> _DATA ROWS_:
--------------------------------------------------
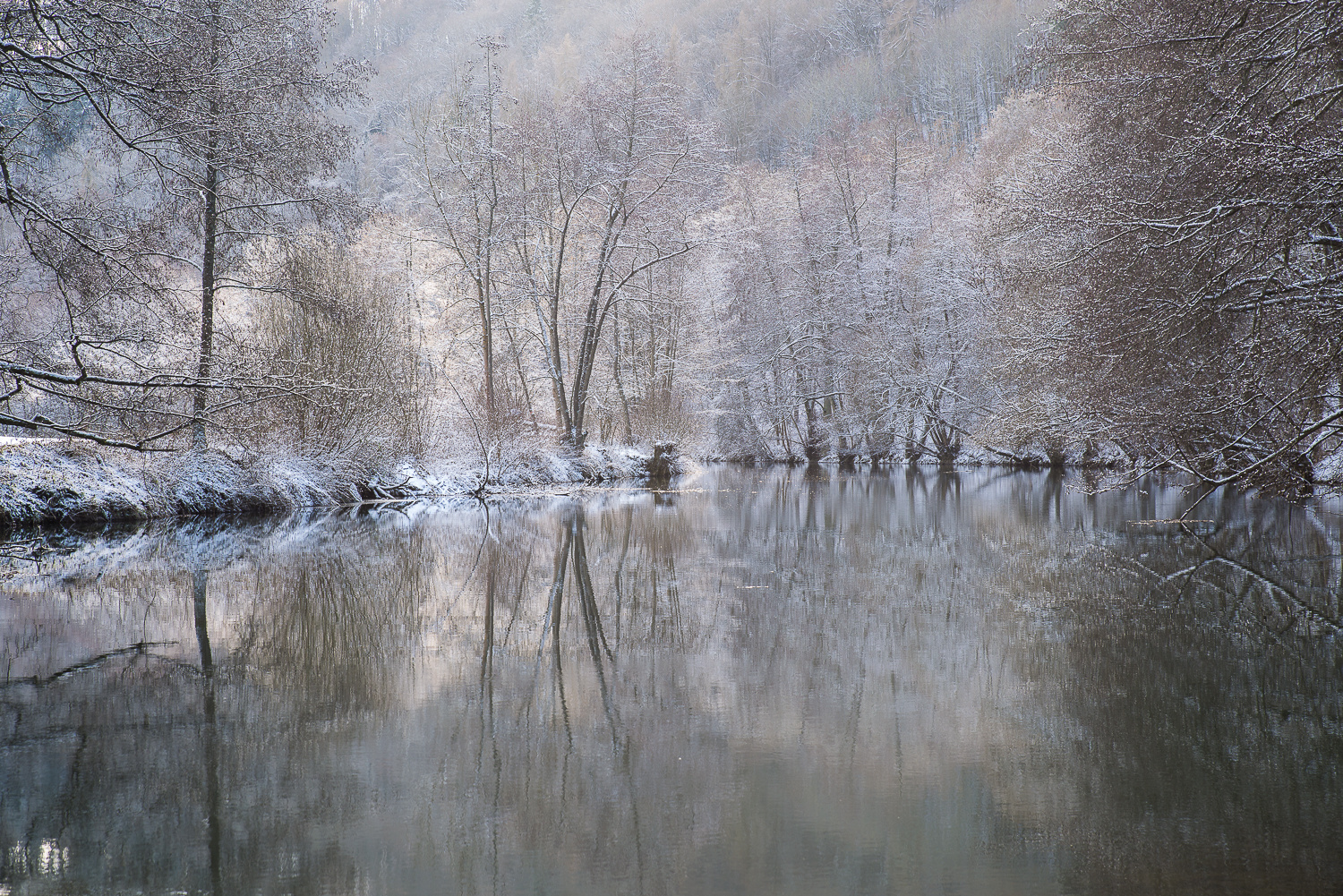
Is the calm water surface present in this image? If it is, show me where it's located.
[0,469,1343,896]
--------------------------------------------------
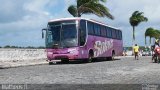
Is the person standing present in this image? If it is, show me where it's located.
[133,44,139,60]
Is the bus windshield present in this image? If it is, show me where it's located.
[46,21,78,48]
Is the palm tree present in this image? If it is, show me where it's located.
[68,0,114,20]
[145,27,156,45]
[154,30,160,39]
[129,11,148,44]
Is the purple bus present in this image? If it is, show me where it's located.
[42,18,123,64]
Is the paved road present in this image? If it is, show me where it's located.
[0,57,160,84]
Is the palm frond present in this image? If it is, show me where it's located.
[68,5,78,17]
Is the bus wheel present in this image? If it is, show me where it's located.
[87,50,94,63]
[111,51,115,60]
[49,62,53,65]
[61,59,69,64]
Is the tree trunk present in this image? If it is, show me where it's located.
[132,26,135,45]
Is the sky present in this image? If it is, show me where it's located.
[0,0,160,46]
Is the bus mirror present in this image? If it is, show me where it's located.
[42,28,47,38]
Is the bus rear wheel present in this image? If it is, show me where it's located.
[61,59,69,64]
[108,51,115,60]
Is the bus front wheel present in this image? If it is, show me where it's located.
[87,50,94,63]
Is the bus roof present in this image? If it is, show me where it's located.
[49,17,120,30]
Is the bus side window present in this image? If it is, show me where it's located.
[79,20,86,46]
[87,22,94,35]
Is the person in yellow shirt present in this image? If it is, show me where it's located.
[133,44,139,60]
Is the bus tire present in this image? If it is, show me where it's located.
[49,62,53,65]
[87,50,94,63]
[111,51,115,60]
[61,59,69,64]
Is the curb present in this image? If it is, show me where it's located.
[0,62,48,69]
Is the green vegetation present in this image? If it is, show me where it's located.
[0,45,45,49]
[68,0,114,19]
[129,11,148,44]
--------------------------------------------------
Copy everything from the line with "Is the calm" down to the line with "[0,469,1343,896]", keeping both of those lines and changing nothing.

> _TASK RESPONSE_:
Is the calm water surface present in this image? If it is, show me where it's located.
[0,469,1343,896]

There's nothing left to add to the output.